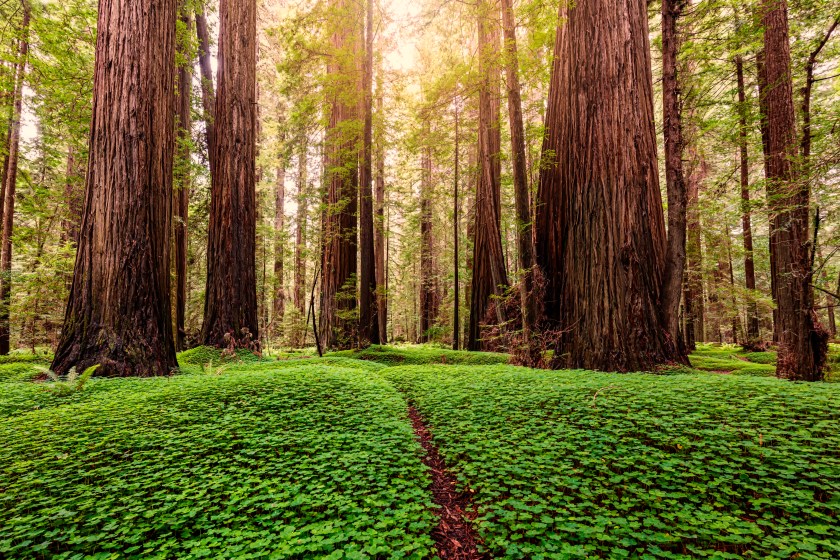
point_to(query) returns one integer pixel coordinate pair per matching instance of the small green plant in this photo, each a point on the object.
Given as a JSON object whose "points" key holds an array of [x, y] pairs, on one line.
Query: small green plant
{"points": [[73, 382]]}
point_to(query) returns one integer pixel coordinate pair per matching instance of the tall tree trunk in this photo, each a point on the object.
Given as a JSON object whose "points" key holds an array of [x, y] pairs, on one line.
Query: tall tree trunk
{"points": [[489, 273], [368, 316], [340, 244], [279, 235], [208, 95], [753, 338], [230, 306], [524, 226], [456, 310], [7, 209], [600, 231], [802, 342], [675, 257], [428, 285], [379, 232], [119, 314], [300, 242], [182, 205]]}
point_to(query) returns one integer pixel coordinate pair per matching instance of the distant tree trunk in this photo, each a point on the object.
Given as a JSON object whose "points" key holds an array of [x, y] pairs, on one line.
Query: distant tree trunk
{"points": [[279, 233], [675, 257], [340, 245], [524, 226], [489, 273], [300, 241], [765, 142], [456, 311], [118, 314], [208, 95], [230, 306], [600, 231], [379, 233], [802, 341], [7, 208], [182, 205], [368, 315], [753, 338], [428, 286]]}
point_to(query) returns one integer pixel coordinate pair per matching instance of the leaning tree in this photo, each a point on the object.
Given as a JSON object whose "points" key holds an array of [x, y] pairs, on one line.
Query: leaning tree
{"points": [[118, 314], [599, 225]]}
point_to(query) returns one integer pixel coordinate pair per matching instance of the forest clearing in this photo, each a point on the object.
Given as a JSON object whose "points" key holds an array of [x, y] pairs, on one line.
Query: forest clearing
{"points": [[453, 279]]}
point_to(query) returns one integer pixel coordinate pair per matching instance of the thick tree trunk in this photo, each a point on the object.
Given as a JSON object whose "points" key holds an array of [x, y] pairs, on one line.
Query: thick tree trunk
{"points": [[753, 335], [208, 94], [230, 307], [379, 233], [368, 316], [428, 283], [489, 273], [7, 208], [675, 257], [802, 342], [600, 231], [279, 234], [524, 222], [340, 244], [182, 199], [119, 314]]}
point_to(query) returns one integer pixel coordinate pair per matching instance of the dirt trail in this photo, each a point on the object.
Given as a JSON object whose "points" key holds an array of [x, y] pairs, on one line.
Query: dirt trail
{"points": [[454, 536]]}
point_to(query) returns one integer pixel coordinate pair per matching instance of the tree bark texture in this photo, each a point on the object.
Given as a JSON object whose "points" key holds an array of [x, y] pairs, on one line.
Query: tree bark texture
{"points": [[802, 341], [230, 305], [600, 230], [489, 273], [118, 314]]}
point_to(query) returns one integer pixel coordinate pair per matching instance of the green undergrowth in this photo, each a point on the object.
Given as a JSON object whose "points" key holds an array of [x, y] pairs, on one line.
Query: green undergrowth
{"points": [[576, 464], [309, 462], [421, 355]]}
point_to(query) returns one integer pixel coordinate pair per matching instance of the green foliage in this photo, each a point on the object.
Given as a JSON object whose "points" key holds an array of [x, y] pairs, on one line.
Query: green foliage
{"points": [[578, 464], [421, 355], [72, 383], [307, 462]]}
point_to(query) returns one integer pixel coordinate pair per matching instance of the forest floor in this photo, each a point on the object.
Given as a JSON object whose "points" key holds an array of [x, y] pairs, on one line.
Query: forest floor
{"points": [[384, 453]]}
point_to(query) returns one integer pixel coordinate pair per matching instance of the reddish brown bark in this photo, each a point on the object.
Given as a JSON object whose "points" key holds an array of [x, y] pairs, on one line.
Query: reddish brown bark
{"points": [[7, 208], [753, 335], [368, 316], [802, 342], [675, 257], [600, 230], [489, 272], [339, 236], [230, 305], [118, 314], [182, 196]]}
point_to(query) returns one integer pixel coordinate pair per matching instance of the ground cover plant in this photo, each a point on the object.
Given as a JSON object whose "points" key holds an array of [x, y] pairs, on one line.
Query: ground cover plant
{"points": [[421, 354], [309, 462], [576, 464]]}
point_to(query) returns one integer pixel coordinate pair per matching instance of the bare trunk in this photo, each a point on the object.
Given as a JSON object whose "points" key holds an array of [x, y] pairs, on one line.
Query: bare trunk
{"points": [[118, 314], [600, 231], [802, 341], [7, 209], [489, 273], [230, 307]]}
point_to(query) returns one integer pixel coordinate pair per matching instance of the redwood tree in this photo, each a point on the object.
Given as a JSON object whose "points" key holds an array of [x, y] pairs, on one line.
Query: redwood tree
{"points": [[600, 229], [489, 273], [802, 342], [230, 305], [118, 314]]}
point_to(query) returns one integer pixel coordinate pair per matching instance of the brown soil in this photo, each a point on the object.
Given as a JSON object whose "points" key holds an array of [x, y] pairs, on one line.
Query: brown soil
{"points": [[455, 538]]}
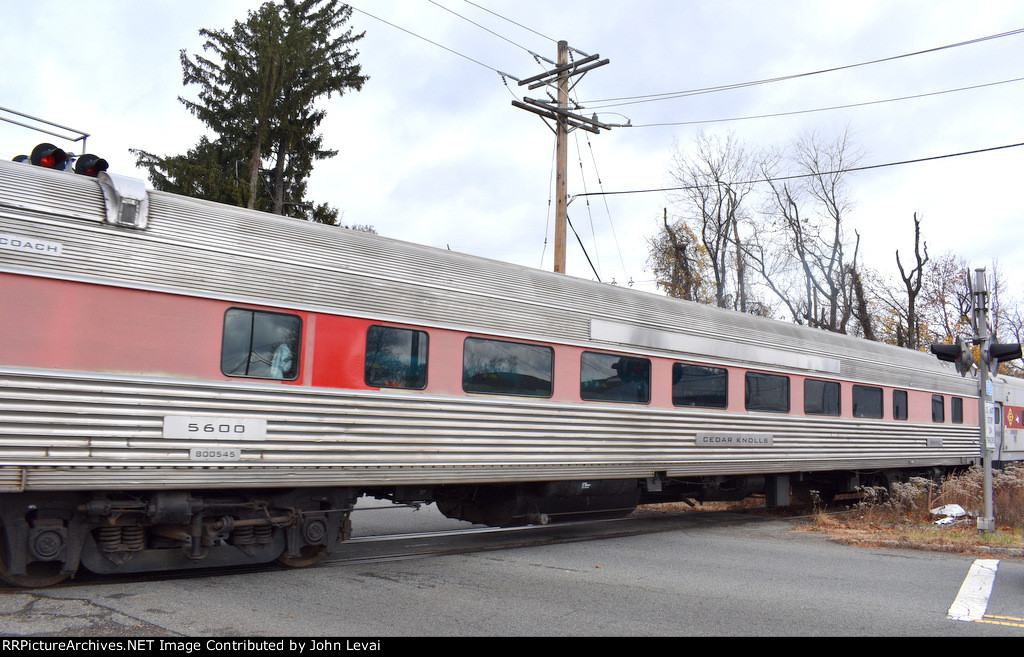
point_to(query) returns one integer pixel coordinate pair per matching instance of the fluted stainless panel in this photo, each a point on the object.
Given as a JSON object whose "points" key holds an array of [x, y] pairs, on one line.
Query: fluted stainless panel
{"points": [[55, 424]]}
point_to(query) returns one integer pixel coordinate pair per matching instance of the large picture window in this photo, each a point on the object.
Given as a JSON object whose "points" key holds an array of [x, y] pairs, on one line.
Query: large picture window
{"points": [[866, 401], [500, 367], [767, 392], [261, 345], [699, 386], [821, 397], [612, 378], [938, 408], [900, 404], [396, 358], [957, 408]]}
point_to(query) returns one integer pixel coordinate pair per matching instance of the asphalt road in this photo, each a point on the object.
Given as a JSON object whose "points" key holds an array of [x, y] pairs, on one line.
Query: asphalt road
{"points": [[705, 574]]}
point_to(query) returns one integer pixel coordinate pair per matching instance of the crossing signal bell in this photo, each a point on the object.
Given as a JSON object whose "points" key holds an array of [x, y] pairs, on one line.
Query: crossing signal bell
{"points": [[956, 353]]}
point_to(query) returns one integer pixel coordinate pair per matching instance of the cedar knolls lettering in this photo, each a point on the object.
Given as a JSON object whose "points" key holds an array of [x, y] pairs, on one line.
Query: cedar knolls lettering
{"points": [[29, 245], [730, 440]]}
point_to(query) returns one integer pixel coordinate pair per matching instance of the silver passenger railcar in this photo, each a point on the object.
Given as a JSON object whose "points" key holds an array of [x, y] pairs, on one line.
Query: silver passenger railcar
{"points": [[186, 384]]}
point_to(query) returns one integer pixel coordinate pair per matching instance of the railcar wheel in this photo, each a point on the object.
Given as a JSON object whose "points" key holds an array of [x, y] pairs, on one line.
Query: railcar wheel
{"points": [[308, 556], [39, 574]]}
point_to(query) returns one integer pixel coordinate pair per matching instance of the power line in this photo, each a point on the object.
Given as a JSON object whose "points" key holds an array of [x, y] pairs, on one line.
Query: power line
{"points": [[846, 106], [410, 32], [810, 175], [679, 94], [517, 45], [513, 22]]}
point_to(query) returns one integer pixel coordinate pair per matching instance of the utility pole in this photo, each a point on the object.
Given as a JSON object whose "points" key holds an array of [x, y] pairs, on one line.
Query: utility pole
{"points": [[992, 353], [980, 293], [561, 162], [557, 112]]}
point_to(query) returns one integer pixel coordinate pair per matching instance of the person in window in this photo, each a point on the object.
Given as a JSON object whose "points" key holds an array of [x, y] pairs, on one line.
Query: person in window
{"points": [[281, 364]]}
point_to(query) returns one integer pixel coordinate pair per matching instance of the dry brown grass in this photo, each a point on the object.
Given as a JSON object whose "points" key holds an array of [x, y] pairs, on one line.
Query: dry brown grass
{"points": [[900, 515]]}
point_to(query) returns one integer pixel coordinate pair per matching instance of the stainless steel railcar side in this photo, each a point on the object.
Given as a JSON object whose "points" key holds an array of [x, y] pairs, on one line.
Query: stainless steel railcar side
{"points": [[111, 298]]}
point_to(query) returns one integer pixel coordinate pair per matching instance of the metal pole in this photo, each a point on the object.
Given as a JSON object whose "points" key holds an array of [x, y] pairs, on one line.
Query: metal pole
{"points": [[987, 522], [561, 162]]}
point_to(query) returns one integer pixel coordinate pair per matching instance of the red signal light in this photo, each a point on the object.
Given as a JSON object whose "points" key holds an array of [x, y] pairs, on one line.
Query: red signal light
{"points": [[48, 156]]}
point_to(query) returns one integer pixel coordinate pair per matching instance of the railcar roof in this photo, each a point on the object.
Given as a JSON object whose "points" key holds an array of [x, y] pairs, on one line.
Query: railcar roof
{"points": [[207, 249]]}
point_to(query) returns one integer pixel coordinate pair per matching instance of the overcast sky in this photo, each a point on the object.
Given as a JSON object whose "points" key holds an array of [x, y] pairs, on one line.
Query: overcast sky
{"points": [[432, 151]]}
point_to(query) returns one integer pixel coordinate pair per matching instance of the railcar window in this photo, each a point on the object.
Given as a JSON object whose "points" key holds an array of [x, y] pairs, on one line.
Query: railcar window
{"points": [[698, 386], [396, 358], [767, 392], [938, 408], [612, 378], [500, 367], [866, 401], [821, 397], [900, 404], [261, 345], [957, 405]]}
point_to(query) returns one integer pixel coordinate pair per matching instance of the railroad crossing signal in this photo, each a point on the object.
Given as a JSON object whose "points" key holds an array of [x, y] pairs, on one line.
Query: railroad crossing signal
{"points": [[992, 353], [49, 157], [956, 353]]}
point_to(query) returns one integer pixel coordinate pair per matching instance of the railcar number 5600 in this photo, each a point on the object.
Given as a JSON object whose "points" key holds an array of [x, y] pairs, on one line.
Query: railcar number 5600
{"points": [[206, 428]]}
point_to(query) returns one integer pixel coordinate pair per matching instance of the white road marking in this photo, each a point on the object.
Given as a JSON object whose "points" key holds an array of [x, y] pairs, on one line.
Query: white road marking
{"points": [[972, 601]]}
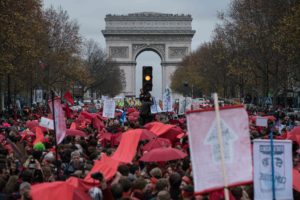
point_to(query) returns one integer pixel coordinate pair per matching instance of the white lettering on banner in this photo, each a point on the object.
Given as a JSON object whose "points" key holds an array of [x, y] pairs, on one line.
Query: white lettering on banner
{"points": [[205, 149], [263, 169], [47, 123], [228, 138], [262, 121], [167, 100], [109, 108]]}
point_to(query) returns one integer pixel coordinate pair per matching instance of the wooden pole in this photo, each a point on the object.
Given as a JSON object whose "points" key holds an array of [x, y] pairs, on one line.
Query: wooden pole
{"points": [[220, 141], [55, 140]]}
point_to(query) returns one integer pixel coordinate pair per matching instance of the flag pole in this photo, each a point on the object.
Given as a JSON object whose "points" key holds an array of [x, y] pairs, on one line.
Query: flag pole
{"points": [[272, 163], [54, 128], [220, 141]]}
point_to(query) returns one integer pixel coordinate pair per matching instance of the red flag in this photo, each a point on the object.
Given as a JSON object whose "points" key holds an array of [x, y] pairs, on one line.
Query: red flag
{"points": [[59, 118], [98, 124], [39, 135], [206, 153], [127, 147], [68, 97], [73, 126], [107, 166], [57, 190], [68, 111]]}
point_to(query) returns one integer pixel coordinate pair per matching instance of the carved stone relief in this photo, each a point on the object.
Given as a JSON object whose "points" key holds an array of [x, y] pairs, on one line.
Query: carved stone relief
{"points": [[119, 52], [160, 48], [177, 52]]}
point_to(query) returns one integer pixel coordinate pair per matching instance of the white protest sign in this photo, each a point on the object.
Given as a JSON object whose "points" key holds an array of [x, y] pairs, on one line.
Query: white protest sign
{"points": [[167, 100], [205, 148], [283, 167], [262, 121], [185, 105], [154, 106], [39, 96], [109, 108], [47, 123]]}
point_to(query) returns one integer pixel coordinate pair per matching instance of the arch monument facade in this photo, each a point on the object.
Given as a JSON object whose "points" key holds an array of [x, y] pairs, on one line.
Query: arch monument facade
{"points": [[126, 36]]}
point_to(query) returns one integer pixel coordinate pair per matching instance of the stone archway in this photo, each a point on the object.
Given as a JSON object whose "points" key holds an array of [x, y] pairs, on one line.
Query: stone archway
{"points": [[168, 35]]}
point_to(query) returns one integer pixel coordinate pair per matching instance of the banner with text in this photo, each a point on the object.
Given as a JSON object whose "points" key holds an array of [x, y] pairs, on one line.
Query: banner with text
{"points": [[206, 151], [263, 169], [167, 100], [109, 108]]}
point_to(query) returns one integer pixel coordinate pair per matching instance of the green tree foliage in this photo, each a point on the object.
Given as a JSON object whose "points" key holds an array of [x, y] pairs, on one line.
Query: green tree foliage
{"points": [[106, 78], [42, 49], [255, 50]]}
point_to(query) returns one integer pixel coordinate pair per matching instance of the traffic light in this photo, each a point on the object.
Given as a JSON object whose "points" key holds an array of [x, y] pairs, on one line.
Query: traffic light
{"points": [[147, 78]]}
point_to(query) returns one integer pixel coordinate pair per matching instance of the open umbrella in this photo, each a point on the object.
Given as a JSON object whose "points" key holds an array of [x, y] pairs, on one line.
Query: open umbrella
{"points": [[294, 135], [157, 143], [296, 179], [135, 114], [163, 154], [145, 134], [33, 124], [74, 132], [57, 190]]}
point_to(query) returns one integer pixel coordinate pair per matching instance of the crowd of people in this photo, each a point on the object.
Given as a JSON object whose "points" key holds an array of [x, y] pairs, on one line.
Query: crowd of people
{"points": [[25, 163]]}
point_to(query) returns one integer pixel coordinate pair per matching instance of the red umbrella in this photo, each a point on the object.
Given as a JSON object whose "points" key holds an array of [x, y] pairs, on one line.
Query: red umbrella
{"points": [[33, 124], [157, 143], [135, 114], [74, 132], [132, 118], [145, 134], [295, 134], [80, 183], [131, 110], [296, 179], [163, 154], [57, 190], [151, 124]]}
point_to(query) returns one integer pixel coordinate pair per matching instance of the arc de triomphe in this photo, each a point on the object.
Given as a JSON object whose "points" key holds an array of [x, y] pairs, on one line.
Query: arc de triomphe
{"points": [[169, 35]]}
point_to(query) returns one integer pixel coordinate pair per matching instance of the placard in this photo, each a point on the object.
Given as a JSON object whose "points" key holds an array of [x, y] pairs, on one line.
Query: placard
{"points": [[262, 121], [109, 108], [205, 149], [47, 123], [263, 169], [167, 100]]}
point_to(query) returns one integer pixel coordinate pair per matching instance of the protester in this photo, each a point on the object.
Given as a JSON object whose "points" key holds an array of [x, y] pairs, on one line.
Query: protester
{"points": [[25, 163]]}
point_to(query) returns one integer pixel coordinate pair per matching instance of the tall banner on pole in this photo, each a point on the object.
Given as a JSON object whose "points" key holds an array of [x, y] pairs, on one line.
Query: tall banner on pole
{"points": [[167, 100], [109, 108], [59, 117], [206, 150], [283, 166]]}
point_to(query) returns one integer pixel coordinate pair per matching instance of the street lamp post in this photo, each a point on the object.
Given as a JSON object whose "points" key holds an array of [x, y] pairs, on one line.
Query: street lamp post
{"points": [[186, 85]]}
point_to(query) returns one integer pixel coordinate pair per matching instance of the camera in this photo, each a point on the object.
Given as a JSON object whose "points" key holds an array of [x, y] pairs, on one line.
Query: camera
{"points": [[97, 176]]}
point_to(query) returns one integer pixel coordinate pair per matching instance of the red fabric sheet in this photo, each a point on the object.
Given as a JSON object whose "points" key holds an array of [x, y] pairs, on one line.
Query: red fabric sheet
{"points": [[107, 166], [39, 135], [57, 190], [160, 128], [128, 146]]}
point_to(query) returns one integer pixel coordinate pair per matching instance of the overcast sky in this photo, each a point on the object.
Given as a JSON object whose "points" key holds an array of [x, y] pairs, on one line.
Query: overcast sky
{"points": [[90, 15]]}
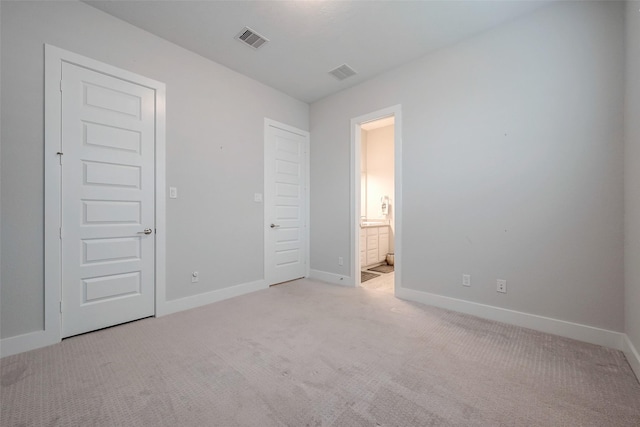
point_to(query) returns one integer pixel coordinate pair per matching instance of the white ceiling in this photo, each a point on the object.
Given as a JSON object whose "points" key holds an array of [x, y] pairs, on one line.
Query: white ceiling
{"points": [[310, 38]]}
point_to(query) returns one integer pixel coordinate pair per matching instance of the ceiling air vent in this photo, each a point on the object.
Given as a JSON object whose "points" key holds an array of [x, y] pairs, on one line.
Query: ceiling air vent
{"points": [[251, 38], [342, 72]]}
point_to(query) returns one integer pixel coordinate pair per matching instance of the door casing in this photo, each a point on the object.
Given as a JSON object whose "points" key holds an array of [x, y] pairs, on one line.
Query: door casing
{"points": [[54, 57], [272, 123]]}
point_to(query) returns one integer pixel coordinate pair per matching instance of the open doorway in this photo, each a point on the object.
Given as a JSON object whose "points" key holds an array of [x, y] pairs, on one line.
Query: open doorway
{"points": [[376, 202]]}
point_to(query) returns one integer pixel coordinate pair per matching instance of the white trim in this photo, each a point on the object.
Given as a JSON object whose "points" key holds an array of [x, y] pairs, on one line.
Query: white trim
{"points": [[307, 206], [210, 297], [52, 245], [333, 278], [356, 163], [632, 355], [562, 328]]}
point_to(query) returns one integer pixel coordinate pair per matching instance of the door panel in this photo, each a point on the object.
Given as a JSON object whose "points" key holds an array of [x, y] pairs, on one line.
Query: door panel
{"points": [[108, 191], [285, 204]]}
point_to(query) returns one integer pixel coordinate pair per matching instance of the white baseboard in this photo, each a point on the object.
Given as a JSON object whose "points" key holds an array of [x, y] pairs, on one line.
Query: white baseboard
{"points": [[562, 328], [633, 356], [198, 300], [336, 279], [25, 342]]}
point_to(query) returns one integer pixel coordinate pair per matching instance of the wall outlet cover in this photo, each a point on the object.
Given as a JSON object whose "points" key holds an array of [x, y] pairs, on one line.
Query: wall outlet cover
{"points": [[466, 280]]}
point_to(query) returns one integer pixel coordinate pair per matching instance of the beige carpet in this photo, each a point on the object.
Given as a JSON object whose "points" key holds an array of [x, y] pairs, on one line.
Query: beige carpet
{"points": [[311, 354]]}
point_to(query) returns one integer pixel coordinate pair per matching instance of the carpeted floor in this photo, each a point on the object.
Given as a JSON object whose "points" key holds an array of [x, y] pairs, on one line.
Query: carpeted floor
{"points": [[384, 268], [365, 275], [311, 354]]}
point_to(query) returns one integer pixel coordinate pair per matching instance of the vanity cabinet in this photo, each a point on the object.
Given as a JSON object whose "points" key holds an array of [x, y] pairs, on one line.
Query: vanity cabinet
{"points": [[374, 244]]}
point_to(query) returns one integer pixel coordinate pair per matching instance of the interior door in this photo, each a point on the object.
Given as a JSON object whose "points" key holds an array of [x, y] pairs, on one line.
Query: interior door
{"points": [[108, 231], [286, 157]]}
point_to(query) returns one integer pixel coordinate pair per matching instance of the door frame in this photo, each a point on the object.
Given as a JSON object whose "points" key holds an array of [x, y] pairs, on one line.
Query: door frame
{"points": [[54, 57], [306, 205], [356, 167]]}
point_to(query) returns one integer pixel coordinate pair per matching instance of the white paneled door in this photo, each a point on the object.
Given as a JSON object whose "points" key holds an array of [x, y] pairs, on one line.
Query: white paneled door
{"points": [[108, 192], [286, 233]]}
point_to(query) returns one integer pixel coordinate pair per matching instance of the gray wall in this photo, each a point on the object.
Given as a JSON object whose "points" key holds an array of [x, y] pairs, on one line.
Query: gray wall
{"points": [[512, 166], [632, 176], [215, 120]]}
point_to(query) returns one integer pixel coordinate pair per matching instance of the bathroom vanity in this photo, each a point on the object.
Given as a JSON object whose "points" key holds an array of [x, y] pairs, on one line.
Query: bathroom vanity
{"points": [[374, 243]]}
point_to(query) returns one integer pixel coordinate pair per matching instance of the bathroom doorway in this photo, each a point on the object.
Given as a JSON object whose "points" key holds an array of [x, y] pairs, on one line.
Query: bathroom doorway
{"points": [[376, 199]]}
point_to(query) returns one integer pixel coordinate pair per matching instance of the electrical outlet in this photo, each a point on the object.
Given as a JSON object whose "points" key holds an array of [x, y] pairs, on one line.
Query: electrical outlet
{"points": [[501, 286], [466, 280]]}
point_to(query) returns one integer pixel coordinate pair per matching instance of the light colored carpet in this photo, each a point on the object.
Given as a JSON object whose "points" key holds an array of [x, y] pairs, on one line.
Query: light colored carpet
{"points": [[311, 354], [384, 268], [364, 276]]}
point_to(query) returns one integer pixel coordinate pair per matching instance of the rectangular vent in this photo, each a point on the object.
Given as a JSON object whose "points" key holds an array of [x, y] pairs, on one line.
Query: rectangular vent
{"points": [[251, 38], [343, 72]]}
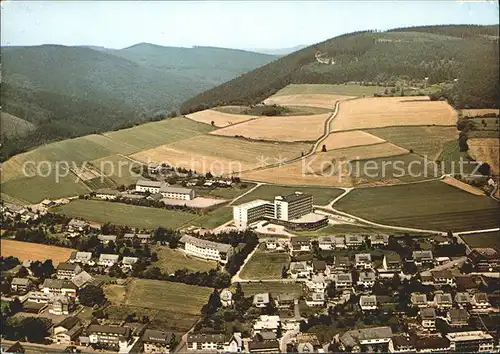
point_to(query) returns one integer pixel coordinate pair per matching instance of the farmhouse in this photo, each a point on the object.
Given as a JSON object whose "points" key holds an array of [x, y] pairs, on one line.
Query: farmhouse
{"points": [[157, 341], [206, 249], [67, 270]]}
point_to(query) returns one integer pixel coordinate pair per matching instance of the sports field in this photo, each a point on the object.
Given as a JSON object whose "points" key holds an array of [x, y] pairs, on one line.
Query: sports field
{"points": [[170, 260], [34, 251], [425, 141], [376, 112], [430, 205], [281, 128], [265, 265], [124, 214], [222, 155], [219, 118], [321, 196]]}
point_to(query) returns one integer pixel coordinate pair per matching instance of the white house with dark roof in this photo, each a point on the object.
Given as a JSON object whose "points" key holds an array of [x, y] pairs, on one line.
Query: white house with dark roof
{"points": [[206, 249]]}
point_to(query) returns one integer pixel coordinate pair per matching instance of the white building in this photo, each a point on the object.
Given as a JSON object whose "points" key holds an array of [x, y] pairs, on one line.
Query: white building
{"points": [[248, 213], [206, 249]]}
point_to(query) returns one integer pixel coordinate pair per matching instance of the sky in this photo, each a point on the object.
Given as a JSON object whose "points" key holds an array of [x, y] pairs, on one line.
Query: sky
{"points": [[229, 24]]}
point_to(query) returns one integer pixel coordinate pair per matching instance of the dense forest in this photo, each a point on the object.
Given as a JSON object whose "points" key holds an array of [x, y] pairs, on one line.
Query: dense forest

- **Task brief**:
Extract precisely the lines beginning at the line containing "of the rectangular" and ending at the last line of the entries above, exactly as written and with no pictures.

- **Response to the exercise**:
point_to(query) returns one integer pixel coordinate pair per matching instance of the rectangular vent in this photo, each a point on the object.
Given as a JSON object whose "points" key holds an array of [x, y] pairs, on one line.
Query: rectangular vent
{"points": [[251, 38], [343, 72]]}
point_to(query) returns one integer pixel coordinate pair per matching instance of the farmhouse in this photo, each a point on the object.
Given as a JSON object whose "points" key holds an array of [x, y] pairs, on one line.
Query: farmhouse
{"points": [[157, 341], [206, 249], [67, 270]]}
point_to(query) returns one integer pixel coordinate pair per matching instance of the sports field in this photo, each a point on the object.
Given as a JSON object whose "points" key holds an array of [x, y] pairs, on one line.
Query: sports field
{"points": [[170, 260], [34, 251], [425, 141], [376, 112], [430, 205], [281, 128], [265, 265], [124, 214], [222, 155], [219, 118], [321, 196]]}
point_to(query) returns one integer pixel coordinate pair per matching instance of the white house with dark roof in this photo, each a point on the object.
Given as a JSON object whose "points" key holds an array of [x, y] pairs, on one line.
Query: white house with dark roof
{"points": [[206, 249]]}
point_to(query) returns one integer pixel coordinate pair per matching instance of the white building in this photo, each a point on the object.
Given as a JSON object whose "points" key holds an array of [x, y] pairs, on one line.
Query: white building
{"points": [[248, 213], [206, 249]]}
point_to(query) returns one integer pixel coordinate pair per matching instance of the sky in this photo, each a point on the object.
Given as a JSON object whose "points" key holds an array of [x, y] pairs, on one line.
Query: sky
{"points": [[229, 24]]}
point_to(query) returns one integer pixel coordinate pair per matching instance of the dense forest in this photo, each a point on the object.
Given as a JSON object whose "points" key holds an array of [x, y] pairs, on one line.
Query: dense forest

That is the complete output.